What you should do
Give the number of lines in the records below that contain the word "sidewalk", and nothing more.

------ Records shown ------

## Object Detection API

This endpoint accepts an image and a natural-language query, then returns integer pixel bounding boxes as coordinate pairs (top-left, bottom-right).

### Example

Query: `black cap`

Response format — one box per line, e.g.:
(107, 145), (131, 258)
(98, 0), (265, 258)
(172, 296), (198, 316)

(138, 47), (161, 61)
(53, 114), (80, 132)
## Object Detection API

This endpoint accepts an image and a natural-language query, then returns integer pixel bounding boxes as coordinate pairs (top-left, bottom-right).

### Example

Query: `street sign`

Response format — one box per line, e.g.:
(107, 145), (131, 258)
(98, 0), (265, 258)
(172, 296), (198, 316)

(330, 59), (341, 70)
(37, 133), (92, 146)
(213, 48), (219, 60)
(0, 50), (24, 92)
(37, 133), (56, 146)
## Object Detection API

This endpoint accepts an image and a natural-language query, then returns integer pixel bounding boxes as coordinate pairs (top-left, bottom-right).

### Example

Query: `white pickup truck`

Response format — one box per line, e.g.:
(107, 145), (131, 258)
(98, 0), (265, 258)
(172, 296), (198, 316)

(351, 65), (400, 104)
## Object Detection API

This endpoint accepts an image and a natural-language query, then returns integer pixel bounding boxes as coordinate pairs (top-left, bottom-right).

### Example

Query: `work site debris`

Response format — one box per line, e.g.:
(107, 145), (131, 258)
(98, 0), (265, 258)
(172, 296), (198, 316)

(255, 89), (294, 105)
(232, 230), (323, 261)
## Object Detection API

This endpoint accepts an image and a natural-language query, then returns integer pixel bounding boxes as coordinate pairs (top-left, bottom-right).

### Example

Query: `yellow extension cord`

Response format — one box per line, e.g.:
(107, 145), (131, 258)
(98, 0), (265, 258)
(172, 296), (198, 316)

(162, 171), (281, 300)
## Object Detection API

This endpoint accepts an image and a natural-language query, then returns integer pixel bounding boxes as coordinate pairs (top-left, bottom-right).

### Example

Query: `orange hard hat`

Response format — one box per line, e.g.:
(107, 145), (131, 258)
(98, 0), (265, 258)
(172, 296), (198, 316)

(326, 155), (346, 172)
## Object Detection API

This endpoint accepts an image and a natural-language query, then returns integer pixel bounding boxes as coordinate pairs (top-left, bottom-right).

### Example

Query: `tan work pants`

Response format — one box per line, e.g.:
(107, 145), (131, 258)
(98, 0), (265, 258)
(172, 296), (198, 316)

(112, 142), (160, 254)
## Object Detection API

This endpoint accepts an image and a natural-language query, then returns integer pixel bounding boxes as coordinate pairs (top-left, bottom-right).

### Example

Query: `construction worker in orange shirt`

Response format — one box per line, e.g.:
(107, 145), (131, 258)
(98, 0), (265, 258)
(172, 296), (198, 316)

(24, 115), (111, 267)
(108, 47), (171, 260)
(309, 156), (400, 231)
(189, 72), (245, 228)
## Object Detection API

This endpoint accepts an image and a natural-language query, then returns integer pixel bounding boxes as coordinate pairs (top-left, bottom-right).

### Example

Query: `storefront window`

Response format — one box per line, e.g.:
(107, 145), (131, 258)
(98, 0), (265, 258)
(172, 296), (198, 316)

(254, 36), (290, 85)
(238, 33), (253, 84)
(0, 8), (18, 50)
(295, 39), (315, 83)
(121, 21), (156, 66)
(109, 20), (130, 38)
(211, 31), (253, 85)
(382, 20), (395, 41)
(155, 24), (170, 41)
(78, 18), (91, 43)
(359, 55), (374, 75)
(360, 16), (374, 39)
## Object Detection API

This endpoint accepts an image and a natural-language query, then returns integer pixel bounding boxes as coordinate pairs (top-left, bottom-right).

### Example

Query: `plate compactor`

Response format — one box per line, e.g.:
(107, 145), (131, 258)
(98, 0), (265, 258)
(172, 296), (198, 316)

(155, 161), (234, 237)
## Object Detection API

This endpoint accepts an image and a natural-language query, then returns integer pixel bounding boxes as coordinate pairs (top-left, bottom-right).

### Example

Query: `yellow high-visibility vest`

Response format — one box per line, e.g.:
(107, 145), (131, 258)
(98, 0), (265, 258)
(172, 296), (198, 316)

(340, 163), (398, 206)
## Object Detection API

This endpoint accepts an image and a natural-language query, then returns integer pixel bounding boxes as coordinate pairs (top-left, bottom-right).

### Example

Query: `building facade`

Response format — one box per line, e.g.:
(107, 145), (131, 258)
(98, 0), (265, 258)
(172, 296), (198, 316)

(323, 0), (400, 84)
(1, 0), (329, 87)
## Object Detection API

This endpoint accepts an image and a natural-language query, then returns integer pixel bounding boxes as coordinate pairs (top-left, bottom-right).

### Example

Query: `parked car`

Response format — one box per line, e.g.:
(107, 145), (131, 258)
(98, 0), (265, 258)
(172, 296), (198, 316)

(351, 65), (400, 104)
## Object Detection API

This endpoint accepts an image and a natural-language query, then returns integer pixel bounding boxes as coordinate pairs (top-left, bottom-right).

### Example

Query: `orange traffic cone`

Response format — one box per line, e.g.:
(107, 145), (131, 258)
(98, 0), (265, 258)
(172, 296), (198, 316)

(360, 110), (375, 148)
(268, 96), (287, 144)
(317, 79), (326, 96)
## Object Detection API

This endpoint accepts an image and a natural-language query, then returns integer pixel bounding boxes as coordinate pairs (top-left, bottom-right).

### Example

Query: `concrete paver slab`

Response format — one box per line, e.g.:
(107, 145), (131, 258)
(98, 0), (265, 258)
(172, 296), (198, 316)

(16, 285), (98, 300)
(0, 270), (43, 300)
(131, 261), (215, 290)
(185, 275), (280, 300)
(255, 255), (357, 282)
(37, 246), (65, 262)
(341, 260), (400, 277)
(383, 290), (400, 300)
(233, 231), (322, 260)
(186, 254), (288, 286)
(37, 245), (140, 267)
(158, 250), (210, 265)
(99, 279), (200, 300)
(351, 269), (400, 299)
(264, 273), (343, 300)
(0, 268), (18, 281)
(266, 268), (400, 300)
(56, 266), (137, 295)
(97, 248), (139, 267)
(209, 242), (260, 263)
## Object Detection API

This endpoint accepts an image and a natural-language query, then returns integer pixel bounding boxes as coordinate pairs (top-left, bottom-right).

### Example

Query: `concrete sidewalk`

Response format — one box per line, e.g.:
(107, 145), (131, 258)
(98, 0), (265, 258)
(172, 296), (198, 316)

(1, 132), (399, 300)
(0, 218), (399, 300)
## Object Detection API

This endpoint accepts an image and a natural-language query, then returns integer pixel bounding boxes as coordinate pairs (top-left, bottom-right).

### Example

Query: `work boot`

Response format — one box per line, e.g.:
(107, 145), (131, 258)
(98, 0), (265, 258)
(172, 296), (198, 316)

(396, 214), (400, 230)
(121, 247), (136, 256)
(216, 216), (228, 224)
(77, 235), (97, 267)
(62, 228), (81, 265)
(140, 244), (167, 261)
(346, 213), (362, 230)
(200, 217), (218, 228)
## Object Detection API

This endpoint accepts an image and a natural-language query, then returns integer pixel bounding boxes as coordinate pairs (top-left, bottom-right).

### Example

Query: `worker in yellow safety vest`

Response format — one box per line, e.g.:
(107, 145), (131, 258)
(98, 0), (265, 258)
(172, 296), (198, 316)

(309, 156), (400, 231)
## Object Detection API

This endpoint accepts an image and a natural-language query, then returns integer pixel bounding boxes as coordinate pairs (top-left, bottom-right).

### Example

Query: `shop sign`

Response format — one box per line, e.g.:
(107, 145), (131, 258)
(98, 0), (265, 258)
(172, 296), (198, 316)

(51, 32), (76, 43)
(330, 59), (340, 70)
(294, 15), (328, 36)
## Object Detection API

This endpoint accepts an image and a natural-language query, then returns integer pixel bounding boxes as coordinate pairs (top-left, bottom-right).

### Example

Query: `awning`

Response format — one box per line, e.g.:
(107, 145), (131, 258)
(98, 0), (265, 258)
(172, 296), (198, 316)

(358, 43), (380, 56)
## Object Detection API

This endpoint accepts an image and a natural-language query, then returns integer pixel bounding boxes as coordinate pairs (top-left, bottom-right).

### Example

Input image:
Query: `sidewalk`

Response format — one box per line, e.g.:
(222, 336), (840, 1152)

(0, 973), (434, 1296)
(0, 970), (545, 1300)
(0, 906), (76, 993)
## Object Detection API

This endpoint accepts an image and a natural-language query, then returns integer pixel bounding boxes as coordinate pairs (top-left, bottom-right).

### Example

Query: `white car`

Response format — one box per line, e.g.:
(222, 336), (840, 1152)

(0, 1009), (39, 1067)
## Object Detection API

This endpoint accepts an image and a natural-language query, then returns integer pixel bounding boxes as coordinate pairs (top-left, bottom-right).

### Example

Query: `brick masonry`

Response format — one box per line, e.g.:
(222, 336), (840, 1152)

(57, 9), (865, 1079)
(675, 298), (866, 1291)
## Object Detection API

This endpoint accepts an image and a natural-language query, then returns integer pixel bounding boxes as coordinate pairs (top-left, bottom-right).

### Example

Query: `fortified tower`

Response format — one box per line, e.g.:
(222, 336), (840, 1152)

------

Exercise result
2